Text passage:
● ● ●

8i Acquisition 2 Corp. to Combine with EUDA Health to bring a Leading Digital Health Platform Servicing Southeast Asia public
EUDA Health Limited, a Singapore-based digital health platform that aims to make healthcare more affordable, accessible, and improve the patient experience by delivering improved outcomes through personalized healthcare, and 8i Acquisition 2 Corp. (NASDAQ: LAX), announced today that they have entered into a definitive business combination agreement that will result in EUDA Health Limited becoming a publicly listed company.
EUDA Health is disrupting the multi-trillion-dollar Southeast Asia healthcare industry with its proprietary unified AI platform that makes healthcare affordable, accessible, and personalized across Southeast Asia— one of the fastest growing healthcare technology markets in the world.
The transaction anticipates a pro forma enterprise value of approximately $580 million with cash on hand of approximately $90 million, assuming no redemptions.
The combined company will have an estimated post-transaction enterprise value of $583 million, consisting of an estimated equity value of $673 million and $90 million in net cash, assuming no redemptions of 8i public stockholders. Cash proceeds raised will consist of 8i’s approximately $86.3 million of cash in trust (before redemptions). Additional earnouts in the form of 9 million total shares will be awarded post-transaction close if EUDA’s share price reaches $15, $20 and $25 over three years.

● ● ●

Data supplied:
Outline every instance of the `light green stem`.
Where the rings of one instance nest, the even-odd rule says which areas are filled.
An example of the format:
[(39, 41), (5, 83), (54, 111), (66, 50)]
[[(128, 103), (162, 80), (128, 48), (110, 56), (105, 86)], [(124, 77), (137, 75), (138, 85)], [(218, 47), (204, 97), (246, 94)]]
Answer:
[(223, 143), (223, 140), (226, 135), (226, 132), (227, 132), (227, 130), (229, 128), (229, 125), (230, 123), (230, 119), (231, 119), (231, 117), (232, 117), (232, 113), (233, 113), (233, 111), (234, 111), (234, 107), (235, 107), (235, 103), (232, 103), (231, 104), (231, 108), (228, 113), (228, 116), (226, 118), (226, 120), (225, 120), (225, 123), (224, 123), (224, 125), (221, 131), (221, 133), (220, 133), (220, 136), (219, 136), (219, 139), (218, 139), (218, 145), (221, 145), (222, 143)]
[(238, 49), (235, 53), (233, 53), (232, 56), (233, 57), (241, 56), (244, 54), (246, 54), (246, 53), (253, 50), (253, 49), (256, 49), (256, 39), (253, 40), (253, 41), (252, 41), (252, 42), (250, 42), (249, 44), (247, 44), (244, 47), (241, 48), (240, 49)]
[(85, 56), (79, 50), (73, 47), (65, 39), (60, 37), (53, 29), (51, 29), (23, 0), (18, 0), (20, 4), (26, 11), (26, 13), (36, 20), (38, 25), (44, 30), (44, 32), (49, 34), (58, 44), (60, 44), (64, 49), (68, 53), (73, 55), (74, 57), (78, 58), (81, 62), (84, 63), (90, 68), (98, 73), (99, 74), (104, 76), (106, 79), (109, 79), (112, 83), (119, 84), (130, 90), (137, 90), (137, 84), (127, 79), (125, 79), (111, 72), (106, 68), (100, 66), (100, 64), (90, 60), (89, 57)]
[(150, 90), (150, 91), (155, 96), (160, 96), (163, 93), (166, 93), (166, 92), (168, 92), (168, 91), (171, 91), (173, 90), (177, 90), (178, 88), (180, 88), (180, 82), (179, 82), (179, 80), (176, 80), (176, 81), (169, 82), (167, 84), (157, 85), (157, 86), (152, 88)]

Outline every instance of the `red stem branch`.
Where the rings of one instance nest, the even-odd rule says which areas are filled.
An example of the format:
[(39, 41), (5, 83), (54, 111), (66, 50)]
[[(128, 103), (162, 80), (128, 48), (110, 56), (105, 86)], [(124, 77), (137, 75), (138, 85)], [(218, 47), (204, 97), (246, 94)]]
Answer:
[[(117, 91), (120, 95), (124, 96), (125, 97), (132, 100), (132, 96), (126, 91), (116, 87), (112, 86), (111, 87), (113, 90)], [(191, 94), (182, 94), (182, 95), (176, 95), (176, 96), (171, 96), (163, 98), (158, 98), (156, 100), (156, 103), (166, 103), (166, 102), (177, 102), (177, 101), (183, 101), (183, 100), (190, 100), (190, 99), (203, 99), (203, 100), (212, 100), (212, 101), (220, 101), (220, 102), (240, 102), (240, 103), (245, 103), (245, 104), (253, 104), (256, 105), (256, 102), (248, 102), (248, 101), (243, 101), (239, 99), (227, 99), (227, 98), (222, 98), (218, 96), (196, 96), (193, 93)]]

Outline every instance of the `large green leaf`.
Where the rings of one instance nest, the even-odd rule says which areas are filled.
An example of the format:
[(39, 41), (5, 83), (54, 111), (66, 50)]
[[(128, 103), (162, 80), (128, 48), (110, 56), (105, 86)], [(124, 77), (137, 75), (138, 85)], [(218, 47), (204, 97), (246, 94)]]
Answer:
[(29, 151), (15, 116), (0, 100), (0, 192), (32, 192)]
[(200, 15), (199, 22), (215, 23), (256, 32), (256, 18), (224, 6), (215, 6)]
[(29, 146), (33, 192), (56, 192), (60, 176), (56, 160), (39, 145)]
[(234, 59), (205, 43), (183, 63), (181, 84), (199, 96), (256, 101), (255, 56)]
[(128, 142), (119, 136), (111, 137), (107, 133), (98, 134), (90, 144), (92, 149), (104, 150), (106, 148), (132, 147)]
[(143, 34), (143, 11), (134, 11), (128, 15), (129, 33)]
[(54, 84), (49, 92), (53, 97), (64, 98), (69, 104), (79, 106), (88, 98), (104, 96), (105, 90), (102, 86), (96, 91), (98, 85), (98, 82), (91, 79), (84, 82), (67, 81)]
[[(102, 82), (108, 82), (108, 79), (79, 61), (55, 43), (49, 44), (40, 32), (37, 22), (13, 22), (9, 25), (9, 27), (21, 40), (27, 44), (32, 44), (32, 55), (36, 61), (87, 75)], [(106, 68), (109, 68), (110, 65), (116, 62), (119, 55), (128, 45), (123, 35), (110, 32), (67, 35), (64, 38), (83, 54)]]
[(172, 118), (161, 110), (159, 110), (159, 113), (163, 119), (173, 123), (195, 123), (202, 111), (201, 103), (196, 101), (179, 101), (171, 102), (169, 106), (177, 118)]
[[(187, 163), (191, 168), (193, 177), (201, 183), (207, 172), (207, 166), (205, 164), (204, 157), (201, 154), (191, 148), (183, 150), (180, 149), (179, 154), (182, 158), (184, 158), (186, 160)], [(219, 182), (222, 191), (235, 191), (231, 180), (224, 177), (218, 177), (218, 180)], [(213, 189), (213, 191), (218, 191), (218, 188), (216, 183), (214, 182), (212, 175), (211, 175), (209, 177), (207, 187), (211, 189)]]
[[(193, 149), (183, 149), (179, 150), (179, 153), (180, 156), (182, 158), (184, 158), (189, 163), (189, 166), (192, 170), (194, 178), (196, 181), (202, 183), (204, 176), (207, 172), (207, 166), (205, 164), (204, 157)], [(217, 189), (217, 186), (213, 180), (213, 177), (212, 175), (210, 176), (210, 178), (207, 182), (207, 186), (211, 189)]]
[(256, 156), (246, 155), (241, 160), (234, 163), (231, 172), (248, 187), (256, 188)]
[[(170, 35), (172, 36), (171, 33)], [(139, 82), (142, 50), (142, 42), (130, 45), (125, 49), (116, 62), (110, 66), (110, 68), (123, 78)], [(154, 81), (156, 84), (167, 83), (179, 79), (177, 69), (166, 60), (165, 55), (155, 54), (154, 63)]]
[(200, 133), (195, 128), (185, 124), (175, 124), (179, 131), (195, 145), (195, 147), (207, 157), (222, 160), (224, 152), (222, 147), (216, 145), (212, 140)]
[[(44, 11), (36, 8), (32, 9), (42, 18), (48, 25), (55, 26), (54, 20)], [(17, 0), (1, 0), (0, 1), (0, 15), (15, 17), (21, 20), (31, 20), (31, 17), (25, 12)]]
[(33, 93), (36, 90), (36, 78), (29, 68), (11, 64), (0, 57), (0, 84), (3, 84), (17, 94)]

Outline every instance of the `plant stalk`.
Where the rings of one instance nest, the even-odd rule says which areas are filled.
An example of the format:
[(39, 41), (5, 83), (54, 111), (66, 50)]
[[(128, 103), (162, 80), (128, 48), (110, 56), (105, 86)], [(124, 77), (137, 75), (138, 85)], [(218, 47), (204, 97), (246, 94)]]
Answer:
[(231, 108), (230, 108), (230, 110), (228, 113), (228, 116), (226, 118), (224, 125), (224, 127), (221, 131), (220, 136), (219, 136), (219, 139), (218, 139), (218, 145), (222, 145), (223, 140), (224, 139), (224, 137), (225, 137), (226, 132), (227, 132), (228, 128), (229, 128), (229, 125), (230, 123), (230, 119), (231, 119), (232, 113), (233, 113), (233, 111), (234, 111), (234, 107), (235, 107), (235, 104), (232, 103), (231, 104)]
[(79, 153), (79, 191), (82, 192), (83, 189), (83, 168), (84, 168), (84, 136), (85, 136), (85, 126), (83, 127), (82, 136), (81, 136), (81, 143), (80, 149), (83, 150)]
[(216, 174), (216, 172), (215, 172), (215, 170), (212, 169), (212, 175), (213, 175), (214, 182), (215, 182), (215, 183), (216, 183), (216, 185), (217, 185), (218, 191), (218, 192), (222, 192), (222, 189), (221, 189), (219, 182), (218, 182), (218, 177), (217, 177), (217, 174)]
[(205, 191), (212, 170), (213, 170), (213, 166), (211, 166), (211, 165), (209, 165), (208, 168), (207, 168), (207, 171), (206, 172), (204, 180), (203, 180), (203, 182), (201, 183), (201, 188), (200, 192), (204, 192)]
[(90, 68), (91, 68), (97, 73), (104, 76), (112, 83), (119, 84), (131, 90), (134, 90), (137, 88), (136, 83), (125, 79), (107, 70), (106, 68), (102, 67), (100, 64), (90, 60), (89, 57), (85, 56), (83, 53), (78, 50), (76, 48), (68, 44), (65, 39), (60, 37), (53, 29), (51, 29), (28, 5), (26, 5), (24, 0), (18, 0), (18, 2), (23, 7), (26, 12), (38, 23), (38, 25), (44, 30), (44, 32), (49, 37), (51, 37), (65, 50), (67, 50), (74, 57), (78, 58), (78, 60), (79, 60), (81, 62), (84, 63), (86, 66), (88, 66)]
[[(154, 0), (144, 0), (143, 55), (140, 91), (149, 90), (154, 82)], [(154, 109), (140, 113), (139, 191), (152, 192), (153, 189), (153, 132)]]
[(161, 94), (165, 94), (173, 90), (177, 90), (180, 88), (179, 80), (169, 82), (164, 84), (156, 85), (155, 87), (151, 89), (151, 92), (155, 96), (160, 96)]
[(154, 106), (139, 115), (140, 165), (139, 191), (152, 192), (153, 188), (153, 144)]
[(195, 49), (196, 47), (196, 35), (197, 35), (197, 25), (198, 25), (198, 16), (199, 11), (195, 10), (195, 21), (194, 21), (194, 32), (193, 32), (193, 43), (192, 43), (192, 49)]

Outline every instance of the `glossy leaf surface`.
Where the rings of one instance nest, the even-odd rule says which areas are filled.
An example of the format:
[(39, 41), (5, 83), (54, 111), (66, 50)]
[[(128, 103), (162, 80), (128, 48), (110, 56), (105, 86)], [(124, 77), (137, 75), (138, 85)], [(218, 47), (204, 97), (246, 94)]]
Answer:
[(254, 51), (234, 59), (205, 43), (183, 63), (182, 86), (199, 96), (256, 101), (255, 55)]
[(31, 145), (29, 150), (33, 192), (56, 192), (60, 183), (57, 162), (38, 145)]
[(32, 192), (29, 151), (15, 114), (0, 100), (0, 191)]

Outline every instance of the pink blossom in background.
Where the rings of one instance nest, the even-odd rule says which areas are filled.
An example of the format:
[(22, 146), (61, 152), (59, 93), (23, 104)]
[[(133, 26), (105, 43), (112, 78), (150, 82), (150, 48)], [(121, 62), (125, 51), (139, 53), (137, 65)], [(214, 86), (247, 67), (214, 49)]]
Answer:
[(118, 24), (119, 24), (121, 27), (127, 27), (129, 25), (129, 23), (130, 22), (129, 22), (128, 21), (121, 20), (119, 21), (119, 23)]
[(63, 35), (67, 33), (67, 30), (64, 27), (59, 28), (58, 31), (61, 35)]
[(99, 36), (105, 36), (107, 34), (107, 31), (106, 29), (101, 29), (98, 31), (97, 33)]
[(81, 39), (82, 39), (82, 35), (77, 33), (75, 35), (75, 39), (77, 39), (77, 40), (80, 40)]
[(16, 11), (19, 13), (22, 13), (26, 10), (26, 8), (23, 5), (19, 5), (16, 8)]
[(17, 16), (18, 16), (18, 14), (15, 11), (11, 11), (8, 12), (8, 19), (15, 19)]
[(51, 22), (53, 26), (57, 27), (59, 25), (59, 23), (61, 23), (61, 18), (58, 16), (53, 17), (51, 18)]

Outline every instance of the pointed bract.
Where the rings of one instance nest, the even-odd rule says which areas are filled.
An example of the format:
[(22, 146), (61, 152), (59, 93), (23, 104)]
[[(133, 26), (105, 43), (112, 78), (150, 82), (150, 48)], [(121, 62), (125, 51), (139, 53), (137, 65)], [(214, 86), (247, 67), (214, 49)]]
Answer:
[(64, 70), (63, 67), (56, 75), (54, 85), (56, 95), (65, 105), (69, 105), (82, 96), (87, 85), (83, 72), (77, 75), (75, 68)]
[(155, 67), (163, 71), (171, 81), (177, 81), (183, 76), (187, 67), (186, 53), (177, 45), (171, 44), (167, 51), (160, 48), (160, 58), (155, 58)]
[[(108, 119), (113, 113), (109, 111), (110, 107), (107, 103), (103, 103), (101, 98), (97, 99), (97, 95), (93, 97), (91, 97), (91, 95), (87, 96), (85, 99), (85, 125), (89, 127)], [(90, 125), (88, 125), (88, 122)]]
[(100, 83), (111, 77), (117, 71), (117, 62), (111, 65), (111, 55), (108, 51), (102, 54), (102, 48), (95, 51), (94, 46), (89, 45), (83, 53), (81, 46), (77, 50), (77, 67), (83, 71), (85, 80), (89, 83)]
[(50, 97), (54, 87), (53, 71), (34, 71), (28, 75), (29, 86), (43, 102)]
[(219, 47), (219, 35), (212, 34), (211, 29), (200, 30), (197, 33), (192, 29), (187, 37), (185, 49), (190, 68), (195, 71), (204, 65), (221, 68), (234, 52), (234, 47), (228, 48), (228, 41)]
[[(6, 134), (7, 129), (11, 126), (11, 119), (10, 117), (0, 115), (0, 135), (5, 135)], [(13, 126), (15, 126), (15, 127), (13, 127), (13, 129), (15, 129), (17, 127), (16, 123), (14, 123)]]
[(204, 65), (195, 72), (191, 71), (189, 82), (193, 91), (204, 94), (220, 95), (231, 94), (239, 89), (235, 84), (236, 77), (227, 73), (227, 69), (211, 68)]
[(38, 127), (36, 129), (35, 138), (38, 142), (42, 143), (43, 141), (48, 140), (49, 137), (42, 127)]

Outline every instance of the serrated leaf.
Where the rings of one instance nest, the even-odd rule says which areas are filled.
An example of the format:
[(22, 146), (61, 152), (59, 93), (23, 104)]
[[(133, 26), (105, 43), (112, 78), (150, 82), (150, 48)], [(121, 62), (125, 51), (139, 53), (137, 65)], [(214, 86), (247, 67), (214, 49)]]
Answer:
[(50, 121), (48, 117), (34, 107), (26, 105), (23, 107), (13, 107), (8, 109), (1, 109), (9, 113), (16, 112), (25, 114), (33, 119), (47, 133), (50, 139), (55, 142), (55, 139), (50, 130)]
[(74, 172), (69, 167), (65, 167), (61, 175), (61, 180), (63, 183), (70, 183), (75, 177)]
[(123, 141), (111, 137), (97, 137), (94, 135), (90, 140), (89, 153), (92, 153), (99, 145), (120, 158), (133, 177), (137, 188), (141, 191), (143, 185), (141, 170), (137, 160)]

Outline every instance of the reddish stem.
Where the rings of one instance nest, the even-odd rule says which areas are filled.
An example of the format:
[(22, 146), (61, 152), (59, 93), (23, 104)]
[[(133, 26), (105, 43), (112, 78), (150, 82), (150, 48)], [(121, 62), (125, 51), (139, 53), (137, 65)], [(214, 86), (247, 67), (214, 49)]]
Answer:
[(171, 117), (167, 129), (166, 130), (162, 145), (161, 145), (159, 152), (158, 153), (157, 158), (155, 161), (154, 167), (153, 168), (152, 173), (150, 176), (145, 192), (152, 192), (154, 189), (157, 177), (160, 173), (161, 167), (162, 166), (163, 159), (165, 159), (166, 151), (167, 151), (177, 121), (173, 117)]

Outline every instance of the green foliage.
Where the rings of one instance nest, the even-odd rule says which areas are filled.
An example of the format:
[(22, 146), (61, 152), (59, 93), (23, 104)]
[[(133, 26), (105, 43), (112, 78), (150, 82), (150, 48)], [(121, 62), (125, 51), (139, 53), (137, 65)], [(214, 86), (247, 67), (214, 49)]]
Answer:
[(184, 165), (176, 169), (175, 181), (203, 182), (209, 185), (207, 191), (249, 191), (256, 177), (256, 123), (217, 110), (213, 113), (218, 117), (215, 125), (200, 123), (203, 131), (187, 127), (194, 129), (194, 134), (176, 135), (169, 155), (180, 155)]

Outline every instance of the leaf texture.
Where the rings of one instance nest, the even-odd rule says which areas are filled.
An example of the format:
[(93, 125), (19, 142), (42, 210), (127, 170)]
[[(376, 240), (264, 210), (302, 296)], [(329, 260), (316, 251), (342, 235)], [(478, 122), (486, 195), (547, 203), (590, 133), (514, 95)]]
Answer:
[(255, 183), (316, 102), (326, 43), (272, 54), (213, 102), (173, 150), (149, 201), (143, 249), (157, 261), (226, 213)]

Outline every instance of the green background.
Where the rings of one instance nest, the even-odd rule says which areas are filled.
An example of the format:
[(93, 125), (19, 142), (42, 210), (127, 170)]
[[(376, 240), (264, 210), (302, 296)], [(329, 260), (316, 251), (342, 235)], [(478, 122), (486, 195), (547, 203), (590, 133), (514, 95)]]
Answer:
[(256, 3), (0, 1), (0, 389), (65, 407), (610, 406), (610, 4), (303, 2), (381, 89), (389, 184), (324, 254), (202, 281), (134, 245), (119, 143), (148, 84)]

● ● ●

What to work on:
1. Reproduce word for word the stretch of the EUDA Health merger announcement from "EUDA Health is" through "in the world.".
2. Carry on the press release about EUDA Health's combination with 8i Acquisition 2 Corp., picking up right after its final sentence.

Exercise results:
1.
EUDA Health is disrupting the multi-trillion-dollar Southeast Asia healthcare industry with its proprietary unified AI platform that makes healthcare affordable, accessible, and personalized across Southeast Asia— one of the fastest growing healthcare technology markets in the world.

2.
EUDA's growth strategy is expected to generate estimated revenue and adjusted EBITDA of $200 million and $43 million, respectively, in 2023.
The business combination has been unanimously approved by the boards of directors of both EUDA Health and LAX and is expected to close in the fourth quarter of 2022, subject to regulatory and shareholder approvals, and other customer closing conditions.
Loeb and Loeb is acting as legal counsel to LAX. Kaufman & Canoles is acting as legal counsel to EUDA Health.
Mr. Tan, LAX’s CEO and Chairman of the Board, is a 10% shareholder of Watermark Developments Limited, the sole shareholder of EUDA Health. Watermark will roll 100% of its equity into the combined company and will own approximately 82% of the combined company’s outstanding ordinary shares on a pro forma basis (assuming no redemptions) immediately after the closing.
EverEdge Global has been engaged to render a fairness opinion on the fairness of the transaction to LAX from a financial point of view.